Przepisz wszystkie poniższe wiersze, zamieniając „street lamp” na „streetlight”. Reszta ma pozostać bez zmian.

****

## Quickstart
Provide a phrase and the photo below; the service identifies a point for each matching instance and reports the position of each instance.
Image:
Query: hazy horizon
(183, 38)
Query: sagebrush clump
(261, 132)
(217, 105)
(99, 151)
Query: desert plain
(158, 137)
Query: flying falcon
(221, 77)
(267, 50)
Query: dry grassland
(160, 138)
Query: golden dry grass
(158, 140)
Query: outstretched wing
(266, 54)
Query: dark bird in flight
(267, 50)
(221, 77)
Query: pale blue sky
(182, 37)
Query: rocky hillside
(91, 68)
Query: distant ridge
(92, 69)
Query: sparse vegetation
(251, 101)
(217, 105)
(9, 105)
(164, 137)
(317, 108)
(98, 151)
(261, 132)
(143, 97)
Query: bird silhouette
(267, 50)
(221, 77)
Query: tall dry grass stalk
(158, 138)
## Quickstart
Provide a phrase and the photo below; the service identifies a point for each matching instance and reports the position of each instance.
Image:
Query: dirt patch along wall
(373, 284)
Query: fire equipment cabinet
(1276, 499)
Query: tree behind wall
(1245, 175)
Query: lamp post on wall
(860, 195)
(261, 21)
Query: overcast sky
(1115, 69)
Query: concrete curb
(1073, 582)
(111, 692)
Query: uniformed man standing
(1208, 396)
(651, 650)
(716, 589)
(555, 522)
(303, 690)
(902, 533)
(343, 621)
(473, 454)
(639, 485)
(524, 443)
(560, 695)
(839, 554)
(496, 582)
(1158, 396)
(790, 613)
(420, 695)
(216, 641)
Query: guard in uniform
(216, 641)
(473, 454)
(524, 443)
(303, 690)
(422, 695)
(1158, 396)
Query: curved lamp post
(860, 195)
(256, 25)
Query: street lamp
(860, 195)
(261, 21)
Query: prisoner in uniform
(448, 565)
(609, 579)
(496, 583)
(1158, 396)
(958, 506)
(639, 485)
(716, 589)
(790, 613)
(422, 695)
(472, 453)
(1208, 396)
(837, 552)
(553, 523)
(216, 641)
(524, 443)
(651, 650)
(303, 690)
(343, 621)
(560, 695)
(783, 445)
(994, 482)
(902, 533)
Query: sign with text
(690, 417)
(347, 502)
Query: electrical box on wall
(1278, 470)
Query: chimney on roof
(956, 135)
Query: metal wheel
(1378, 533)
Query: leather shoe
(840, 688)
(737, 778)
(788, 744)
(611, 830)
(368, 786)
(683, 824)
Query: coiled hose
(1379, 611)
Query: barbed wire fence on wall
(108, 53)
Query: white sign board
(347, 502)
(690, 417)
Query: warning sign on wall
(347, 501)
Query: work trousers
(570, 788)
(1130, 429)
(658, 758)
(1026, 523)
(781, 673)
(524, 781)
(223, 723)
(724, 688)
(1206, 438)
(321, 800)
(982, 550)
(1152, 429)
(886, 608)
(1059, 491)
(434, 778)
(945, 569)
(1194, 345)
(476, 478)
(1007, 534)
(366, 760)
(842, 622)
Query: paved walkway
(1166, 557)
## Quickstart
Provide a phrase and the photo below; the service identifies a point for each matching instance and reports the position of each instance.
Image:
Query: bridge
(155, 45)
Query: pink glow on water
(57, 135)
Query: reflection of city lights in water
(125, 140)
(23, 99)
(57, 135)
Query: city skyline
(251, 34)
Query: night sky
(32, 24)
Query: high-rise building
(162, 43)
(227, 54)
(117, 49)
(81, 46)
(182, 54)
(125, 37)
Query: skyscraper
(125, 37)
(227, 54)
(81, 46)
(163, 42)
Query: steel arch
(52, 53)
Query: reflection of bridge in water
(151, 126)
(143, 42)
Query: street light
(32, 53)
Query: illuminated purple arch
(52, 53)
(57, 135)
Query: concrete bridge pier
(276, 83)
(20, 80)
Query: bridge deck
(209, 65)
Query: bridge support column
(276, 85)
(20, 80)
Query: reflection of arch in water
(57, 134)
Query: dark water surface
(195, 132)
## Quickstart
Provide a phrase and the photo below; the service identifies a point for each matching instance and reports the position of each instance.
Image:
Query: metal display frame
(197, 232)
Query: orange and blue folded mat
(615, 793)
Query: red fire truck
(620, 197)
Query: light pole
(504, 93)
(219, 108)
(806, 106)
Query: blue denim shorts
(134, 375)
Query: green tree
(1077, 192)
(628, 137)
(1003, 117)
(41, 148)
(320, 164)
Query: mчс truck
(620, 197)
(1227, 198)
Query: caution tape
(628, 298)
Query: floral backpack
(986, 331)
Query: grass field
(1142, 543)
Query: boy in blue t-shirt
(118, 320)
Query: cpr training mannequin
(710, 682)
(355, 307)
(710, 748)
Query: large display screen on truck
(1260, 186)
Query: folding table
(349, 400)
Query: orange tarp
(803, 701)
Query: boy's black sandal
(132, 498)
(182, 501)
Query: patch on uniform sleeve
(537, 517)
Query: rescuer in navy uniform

****

### Wynik zadania
## Quickstart
Provide a phrase and the photo below; the service identifies a point for each matching instance and reports the position of each instance.
Image:
Query: hazy horizon
(183, 38)
Query: sagebrush clump
(261, 132)
(217, 105)
(99, 151)
Query: desert plain
(158, 137)
Query: flying falcon
(221, 77)
(267, 50)
Query: dry grassland
(160, 138)
Query: golden dry grass
(158, 140)
Query: outstretched wing
(266, 54)
Query: dark bird in flight
(267, 50)
(221, 77)
Query: pale blue sky
(182, 37)
Query: rocky hillside
(91, 68)
Query: distant ridge
(92, 69)
Query: sparse vegetation
(251, 101)
(217, 105)
(9, 105)
(164, 137)
(317, 108)
(98, 151)
(261, 132)
(143, 97)
Query: bird silhouette
(267, 50)
(221, 77)
Query: tall dry grass stalk
(158, 138)
## Quickstart
Provide a phrase and the photo below; the service identifies a point for each matching instance and reports the position of each instance.
Image:
Query: dirt patch along wall
(373, 284)
Query: fire equipment cabinet
(1276, 499)
Query: tree behind wall
(1245, 175)
Query: lamp post on wall
(860, 195)
(261, 21)
Query: overcast sky
(1115, 69)
Query: concrete curb
(1073, 582)
(111, 692)
Query: uniformed man standing
(1208, 396)
(651, 650)
(716, 589)
(555, 522)
(303, 690)
(902, 533)
(343, 621)
(473, 454)
(639, 485)
(524, 443)
(560, 695)
(839, 554)
(496, 582)
(1158, 396)
(790, 613)
(420, 695)
(216, 641)
Query: guard in uniform
(216, 641)
(473, 454)
(524, 443)
(303, 690)
(422, 695)
(1158, 396)
Query: curved lamp post
(860, 195)
(256, 25)
Query: streetlight
(860, 195)
(261, 21)
Query: prisoner in uniform
(448, 565)
(609, 579)
(496, 583)
(1158, 396)
(958, 506)
(639, 485)
(716, 589)
(790, 613)
(422, 695)
(472, 453)
(1208, 396)
(837, 552)
(553, 523)
(216, 641)
(524, 443)
(651, 650)
(303, 690)
(343, 621)
(560, 695)
(783, 445)
(994, 482)
(902, 533)
Query: sign with text
(690, 417)
(347, 502)
Query: electrical box on wall
(1278, 470)
Query: chimney on roof
(956, 135)
Query: metal wheel
(1378, 533)
Query: leather shoe
(840, 688)
(737, 778)
(788, 744)
(611, 830)
(368, 786)
(683, 824)
Query: coiled hose
(1379, 611)
Query: barbed wire fence on wall
(108, 53)
Query: white sign board
(347, 502)
(690, 417)
Query: warning sign on wall
(347, 501)
Query: work trousers
(570, 788)
(1130, 429)
(658, 758)
(1026, 523)
(781, 673)
(524, 781)
(223, 723)
(724, 688)
(1206, 438)
(321, 800)
(982, 550)
(1152, 429)
(886, 608)
(1059, 491)
(434, 778)
(945, 569)
(1194, 345)
(476, 478)
(1007, 534)
(366, 760)
(842, 622)
Query: paved walkway
(1166, 557)
## Quickstart
Provide a phrase and the photo below; the service identifies a point for each matching instance and reports the position of each instance.
Image:
Query: bridge
(155, 45)
Query: pink glow on water
(57, 135)
Query: reflection of city lights in water
(125, 140)
(23, 99)
(57, 135)
Query: city skyline
(251, 34)
Query: night sky
(32, 24)
Query: high-rise building
(162, 43)
(227, 54)
(117, 49)
(81, 46)
(182, 54)
(125, 37)
Query: skyscraper
(125, 37)
(227, 54)
(81, 46)
(163, 42)
Query: steel arch
(52, 53)
Query: reflection of bridge in water
(151, 126)
(143, 42)
Query: street light
(32, 53)
Query: illuminated purple arch
(52, 53)
(57, 135)
Query: concrete bridge pier
(276, 83)
(20, 80)
Query: bridge deck
(209, 65)
Query: bridge support column
(276, 85)
(20, 80)
Query: reflection of arch in water
(57, 134)
Query: dark water surface
(195, 132)
## Quickstart
Provide a phrase and the photo below; the service identifies a point for each matching instance and reports the position of each instance.
Image:
Query: metal display frame
(197, 232)
Query: orange and blue folded mat
(615, 793)
Query: red fire truck
(620, 197)
Query: light pole
(504, 93)
(219, 108)
(806, 106)
Query: blue denim shorts
(134, 375)
Query: green tree
(1077, 192)
(628, 137)
(1003, 117)
(41, 148)
(320, 164)
Query: mчс truck
(620, 197)
(1227, 198)
Query: caution tape
(628, 298)
Query: floral backpack
(986, 331)
Query: grass field
(1142, 543)
Query: boy in blue t-shirt
(118, 320)
Query: cpr training mannequin
(710, 682)
(355, 307)
(710, 748)
Query: large display screen on truck
(1260, 186)
Query: folding table
(349, 400)
Query: orange tarp
(803, 701)
Query: boy's black sandal
(132, 498)
(182, 501)
Query: patch on uniform sleeve
(537, 517)
Query: rescuer in navy uniform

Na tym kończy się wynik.